::: Extract provided
An excerpt from a letter to a friend today:

Prawn & avocado cocktailThank you my dear. Always.

I remember a friend who is a public defender in my home state (another thankless, hard job) telling me that he felt that it often feels like you’re rolling a boulder up a hill over-and-over again in an effort to help humanity, or at least to stave off its inevitable decline. However, if you CAN roll the boulder up the hill, you have a moral obligation to do so.

Which reminds me, I watched Macron give a (long) speech in response to the Yellow Vest protests and at the conclusion of a two-month series of ‘national debates’ in which he had been traveling around France meeting people in small towns in order to hear their views and complaints. I felt like weeping: his grasp of the complicated conceptual elements that make societies function, to thrive, are astounding. And his knowledge of the tedious, practical details of governance are impressive (can you imagine Trump doing this?!). He had notes, but he would ‘go off’ on tangents, addressing each-and-every point (the growing sense that governments seem inaccessible to the general public, for example), and explaining WHY he would not fight for one thing or another (blank votes, for example). I felt like weeping because I thought that I’m so impressed and relieved that there ARE politicians out there like him that DO know something about governing (history, sociology, law, economics, geography, rhetoric, etc.), and are showing accountability by the mere fact that they’re acknowledging the grievances and worries of their citizens; that these leaders seem to be SO few-and-far between, making someone like Macron a surprise; but it should be the standard we hold ALL politicians to! And I also felt like weeping because I know that in general the French don’t like him (they think he’s arrogant and a friend of big money  because of his background) and will consequently vote him out in the next election…

I fear, too, for the upcoming European elections, where cynical far-right politicians are exploiting people’s ignorance, impotence and anger – in France, Hungary, Austria, and Italy, for example, where they are promoting anti-immigrant and euro skeptic views – and these political parties will likely gain power in the EU parliament.
::::::
::: Provided data
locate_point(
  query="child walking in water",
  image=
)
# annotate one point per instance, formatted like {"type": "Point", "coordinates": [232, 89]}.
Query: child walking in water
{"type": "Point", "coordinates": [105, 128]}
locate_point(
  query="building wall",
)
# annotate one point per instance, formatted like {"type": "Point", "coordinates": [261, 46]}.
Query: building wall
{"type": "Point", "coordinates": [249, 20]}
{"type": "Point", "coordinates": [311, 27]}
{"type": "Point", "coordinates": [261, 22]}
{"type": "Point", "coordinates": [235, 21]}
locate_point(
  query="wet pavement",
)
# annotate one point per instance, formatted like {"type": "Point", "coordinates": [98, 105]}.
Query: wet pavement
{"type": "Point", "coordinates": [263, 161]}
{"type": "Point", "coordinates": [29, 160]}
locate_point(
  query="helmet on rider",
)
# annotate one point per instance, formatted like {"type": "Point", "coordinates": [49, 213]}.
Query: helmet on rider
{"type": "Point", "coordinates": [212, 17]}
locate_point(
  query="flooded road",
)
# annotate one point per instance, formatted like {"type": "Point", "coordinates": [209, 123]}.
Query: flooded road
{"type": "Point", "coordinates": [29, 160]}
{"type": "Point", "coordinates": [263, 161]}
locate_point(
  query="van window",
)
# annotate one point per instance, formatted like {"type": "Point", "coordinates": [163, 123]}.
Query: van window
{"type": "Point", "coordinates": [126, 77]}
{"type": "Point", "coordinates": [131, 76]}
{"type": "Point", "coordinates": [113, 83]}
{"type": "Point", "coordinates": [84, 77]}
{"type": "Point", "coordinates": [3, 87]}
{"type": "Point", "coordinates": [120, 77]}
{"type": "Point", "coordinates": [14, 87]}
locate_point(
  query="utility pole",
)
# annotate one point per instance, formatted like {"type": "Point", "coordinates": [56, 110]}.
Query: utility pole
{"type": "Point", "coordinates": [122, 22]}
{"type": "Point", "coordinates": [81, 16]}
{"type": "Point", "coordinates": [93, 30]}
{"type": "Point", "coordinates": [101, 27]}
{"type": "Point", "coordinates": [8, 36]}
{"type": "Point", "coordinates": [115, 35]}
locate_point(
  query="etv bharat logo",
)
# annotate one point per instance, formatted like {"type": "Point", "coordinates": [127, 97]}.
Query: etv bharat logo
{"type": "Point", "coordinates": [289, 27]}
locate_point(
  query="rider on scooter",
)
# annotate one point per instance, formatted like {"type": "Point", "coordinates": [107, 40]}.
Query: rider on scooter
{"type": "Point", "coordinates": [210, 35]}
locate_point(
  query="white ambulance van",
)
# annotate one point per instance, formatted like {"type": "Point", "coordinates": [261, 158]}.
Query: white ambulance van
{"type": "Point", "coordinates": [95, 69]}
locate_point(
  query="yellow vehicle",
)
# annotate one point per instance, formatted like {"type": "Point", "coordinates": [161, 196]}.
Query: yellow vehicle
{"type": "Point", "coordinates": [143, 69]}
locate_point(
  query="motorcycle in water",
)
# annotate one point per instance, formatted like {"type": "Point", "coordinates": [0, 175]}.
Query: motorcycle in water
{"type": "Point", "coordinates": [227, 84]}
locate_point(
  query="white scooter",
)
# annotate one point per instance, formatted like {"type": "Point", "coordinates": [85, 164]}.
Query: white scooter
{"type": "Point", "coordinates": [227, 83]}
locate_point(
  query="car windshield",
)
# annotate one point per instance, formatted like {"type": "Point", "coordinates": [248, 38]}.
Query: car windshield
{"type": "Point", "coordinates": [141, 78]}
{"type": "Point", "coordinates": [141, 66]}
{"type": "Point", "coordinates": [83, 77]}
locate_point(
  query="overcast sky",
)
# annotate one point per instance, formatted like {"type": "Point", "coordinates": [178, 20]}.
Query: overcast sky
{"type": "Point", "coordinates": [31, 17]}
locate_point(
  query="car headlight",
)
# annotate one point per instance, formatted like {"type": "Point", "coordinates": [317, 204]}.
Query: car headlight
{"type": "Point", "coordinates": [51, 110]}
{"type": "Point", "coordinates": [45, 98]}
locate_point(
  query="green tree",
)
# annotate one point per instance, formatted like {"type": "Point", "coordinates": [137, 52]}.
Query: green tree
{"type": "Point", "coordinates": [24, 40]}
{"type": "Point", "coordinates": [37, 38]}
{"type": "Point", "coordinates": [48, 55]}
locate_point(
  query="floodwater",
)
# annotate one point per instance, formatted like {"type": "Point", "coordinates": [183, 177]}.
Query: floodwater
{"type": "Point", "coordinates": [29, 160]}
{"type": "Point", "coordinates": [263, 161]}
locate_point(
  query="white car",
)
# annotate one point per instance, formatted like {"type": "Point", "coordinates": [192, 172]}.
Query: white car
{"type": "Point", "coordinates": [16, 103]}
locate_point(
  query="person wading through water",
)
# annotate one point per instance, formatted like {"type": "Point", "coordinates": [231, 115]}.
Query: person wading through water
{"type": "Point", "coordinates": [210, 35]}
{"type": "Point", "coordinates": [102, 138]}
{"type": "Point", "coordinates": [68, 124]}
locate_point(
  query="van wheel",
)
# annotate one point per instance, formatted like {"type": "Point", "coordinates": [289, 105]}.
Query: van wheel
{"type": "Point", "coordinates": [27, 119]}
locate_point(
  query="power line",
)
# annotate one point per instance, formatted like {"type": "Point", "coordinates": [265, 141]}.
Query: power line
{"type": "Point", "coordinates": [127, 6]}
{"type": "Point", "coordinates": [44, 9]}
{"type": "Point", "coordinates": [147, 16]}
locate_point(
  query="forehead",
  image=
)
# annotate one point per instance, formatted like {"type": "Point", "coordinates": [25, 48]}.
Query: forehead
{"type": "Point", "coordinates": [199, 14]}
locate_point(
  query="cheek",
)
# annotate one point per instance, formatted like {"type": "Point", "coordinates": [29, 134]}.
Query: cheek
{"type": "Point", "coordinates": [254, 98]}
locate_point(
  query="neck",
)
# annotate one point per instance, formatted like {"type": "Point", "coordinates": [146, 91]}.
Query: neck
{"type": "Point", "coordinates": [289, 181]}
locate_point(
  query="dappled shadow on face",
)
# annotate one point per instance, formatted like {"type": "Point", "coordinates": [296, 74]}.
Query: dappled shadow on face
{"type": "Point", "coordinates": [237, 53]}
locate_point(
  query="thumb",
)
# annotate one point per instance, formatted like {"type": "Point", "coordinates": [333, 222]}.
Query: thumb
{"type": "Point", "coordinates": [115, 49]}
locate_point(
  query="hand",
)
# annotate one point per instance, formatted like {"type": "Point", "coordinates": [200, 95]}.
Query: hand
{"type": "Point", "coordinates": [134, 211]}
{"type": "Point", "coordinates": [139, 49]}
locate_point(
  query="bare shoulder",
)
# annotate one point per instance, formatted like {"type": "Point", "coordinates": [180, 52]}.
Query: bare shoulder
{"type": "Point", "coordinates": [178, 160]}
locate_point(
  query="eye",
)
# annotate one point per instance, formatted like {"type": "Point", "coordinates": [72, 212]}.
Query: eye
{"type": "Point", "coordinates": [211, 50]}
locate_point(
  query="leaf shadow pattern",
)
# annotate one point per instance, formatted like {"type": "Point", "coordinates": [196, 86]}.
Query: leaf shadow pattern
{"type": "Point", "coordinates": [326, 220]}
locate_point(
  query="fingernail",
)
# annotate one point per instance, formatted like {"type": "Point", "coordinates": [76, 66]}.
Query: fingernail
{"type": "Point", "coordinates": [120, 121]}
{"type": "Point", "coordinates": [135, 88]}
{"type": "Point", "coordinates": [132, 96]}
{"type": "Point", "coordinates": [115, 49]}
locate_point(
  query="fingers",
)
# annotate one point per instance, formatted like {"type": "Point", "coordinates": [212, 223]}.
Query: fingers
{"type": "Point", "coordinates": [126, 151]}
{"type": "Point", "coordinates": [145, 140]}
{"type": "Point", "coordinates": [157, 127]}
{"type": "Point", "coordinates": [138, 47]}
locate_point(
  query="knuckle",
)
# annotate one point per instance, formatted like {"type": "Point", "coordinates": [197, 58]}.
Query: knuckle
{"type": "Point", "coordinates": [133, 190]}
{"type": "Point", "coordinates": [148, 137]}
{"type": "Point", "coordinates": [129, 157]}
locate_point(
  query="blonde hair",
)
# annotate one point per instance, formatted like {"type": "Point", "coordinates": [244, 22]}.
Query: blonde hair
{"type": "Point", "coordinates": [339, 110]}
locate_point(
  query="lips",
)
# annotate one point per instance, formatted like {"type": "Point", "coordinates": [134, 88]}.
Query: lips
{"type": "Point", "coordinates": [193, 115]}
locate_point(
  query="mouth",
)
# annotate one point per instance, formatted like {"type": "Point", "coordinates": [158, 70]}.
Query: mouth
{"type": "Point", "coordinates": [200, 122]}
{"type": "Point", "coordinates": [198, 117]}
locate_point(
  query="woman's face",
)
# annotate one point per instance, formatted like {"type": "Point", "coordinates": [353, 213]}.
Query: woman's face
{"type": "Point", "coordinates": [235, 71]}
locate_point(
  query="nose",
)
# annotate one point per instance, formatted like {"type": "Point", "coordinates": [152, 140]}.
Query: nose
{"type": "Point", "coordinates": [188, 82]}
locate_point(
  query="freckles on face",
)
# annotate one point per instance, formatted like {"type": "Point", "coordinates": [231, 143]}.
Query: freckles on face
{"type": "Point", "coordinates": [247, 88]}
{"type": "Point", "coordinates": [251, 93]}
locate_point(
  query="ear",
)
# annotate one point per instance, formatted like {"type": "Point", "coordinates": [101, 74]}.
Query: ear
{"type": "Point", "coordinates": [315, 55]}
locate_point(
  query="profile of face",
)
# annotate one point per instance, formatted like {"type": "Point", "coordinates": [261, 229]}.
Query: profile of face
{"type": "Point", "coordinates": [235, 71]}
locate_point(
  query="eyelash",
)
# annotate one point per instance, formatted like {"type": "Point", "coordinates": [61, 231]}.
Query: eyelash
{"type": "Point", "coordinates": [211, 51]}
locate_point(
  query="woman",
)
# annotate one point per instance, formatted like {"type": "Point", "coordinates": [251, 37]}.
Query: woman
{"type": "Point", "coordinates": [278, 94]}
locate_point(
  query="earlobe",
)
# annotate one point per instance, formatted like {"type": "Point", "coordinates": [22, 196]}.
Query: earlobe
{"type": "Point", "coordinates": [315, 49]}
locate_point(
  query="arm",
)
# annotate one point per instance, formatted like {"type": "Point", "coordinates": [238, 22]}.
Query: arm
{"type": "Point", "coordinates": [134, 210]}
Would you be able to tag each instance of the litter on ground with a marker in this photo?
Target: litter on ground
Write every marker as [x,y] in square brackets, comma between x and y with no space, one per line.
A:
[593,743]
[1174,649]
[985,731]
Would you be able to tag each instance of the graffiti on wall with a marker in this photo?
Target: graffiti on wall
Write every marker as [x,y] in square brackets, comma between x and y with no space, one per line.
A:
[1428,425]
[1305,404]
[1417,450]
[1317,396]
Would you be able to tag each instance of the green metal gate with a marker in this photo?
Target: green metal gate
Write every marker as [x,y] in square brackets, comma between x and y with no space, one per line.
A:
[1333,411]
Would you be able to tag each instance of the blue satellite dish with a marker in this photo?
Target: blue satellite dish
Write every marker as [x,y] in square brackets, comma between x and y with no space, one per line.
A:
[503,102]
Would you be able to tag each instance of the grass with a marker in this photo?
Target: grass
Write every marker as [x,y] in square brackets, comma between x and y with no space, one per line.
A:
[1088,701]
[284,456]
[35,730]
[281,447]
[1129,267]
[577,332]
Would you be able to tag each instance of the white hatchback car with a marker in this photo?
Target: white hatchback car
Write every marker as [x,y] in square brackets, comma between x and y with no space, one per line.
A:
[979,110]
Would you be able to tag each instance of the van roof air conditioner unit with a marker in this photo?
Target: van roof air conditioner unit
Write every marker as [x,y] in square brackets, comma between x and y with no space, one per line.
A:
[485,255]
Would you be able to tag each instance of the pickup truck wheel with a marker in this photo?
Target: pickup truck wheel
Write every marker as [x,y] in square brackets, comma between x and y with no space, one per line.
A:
::::::
* _What to do_:
**a.** In the letter excerpt, why do the French generally dislike Macron, and what does the writer expect to happen as a result? Answer in one to three sentences.
**b.** Answer these questions about the letter excerpt:
(i) What job does the writer's friend in the writer's home state hold?
(ii) How long did the series of "national debates" last?
(iii) Which countries does the writer name as examples where far-right politicians are promoting anti-immigrant and euro skeptic views?
**c.** Pick up the letter excerpt about Macron and the European elections after its final sentence and continue it.

* _Answers per task_:
**a.** The French think Macron is arrogant and a friend of big money because of his background. The writer therefore expects them to vote him out in the next election.

**b.**
(i) The friend is a public defender.
(ii) The series lasted two months.
(iii) France, Hungary, Austria and Italy.

**c.**
Why can’t people learn from history? Or even the recent history of the USA and England and the deteriorating state they’re in culturally and practically?!

That said, Spain did NOT vote for the far-right party that was promoting guns in every household, thank goodness. Hope lives another day. (Even as the far-right party there now has access to parliamentary power – a terrifying global phenomena akin to global politics in the 1930’s).

Am going to watch some good TV programming now and pour myself a large glass of wine. Finished watching “Fleabag” season 2 last night – breathtakingly excellent!

And excellence, to me, in any realm, is like ‘god’ (for want of a better word) – a raison d’être.

Love to you, my excellent friend, v.